*Problem details*.
Exactly the lines from the one containing "Task: mark each instance of the grass in" through the end of the entries, both ends included, are to be output.

*Listed entries*.
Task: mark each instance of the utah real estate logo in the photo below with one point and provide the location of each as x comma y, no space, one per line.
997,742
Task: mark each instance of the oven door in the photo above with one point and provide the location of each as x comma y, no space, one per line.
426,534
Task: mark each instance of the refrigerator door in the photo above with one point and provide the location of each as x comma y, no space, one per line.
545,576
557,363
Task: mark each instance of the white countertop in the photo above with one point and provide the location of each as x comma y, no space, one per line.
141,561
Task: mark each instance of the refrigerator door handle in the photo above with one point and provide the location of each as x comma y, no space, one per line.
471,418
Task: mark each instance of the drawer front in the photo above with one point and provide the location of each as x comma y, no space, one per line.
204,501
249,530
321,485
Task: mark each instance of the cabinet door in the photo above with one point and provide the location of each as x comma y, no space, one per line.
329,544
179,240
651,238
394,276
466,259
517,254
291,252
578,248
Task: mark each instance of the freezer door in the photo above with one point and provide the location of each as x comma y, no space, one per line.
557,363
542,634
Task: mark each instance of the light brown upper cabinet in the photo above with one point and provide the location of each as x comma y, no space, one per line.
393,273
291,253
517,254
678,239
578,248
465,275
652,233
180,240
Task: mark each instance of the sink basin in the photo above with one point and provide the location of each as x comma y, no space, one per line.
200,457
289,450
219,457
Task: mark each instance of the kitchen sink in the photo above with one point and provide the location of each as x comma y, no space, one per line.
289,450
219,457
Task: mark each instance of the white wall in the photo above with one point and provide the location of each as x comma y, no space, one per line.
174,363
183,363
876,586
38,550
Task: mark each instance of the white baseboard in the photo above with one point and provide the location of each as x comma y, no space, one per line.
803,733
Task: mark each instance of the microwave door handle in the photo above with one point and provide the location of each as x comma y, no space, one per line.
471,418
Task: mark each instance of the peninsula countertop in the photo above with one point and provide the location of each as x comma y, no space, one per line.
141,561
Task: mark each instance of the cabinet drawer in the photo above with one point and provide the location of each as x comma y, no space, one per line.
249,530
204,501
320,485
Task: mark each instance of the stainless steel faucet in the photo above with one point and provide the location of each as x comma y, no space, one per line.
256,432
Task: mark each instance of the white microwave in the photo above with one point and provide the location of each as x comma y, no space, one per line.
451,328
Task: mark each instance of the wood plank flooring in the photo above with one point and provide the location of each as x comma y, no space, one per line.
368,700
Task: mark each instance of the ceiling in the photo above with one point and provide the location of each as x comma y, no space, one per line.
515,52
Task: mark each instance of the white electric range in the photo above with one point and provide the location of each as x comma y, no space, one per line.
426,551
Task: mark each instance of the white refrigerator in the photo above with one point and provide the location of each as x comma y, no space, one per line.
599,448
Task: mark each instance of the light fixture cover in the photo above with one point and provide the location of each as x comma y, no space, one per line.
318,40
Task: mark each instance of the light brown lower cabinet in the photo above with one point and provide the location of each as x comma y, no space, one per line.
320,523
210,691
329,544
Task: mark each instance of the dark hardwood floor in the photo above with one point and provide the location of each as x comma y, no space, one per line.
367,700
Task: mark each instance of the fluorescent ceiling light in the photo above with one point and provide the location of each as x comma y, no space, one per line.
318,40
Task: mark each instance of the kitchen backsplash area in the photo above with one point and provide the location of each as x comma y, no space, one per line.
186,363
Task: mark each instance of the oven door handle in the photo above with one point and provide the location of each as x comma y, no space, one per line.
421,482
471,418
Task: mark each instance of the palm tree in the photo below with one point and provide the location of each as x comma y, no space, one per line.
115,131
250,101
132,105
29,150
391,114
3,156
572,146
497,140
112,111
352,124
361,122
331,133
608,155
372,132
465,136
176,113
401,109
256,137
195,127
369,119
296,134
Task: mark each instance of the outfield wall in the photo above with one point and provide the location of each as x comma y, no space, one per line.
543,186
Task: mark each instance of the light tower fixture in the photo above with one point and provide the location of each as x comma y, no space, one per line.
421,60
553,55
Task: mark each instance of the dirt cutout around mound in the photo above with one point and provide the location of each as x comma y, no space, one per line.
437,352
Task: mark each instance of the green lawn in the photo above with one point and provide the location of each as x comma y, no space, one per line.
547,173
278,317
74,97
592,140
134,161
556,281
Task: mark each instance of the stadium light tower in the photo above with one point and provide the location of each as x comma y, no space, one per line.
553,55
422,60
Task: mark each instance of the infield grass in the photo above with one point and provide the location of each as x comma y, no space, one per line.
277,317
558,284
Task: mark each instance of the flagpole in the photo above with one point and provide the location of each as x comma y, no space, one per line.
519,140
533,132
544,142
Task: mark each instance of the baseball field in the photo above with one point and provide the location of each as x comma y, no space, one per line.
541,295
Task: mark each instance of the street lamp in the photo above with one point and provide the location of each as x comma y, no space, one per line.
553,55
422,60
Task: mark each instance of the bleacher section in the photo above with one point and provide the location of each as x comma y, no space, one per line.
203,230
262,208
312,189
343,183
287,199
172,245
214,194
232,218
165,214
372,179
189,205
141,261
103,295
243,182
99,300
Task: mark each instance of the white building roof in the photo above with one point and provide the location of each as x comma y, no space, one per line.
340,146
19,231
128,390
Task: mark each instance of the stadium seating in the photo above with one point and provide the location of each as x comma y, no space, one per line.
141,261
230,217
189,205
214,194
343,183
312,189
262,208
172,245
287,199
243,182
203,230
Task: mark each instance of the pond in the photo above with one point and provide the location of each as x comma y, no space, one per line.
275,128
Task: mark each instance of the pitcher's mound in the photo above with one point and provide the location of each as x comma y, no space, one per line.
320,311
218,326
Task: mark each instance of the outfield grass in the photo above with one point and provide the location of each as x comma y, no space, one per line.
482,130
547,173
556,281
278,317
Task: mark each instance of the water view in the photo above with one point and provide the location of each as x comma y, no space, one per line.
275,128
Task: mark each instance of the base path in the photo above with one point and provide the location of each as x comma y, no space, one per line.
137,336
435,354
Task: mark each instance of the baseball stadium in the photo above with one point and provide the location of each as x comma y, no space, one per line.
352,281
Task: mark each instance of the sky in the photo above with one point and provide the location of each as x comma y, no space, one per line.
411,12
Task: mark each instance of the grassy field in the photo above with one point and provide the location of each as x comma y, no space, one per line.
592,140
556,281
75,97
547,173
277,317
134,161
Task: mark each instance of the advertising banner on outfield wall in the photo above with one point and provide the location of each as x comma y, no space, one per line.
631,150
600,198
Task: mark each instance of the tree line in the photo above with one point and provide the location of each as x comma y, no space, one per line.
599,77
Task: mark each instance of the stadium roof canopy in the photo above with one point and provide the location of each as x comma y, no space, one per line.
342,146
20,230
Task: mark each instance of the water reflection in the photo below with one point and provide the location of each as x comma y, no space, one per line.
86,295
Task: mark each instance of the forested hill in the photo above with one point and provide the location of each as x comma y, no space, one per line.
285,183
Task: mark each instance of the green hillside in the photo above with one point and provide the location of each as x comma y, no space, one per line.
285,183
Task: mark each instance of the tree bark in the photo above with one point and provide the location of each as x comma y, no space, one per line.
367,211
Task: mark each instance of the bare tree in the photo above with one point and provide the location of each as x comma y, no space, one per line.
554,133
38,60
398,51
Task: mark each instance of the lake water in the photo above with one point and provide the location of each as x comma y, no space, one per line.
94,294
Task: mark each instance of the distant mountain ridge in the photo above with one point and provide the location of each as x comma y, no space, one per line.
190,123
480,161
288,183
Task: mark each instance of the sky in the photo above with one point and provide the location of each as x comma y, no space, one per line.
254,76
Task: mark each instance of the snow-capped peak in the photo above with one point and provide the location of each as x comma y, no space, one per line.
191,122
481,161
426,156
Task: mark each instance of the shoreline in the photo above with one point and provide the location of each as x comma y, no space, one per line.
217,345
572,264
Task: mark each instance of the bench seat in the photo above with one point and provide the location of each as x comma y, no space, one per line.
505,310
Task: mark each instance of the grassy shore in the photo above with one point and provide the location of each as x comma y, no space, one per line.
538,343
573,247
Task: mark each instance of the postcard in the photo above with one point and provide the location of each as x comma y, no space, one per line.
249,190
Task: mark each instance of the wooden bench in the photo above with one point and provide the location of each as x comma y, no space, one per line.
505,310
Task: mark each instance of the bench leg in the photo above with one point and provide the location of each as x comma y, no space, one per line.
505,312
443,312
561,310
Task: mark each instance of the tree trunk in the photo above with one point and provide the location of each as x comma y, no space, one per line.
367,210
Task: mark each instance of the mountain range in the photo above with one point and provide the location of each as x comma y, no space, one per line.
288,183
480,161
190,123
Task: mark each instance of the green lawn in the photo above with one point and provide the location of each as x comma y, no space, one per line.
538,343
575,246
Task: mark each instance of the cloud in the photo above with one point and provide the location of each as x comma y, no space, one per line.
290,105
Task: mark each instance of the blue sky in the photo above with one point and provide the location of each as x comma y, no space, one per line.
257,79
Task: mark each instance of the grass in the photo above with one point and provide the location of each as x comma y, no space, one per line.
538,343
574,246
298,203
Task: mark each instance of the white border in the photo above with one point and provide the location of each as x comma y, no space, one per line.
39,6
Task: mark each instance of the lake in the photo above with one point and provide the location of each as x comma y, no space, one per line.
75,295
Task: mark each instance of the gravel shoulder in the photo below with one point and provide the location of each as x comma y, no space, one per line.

*Written solution*.
Task: mark each instance of the grass in the photo above with one point and provide the location of each as x comma y, no space, one per line.
538,343
574,246
298,203
Task: mark each instance of the white border in the photo above with one point and provide the location of each as x comma y, no space, one per line.
39,6
Task: mark each instance of the lake in the photo above with one point and provide the location of each as x comma y, no space, one per line.
75,295
Task: mark each instance of the gravel shoulder in the photo below with one point and provide the location of each as x comma y, no space, one per line.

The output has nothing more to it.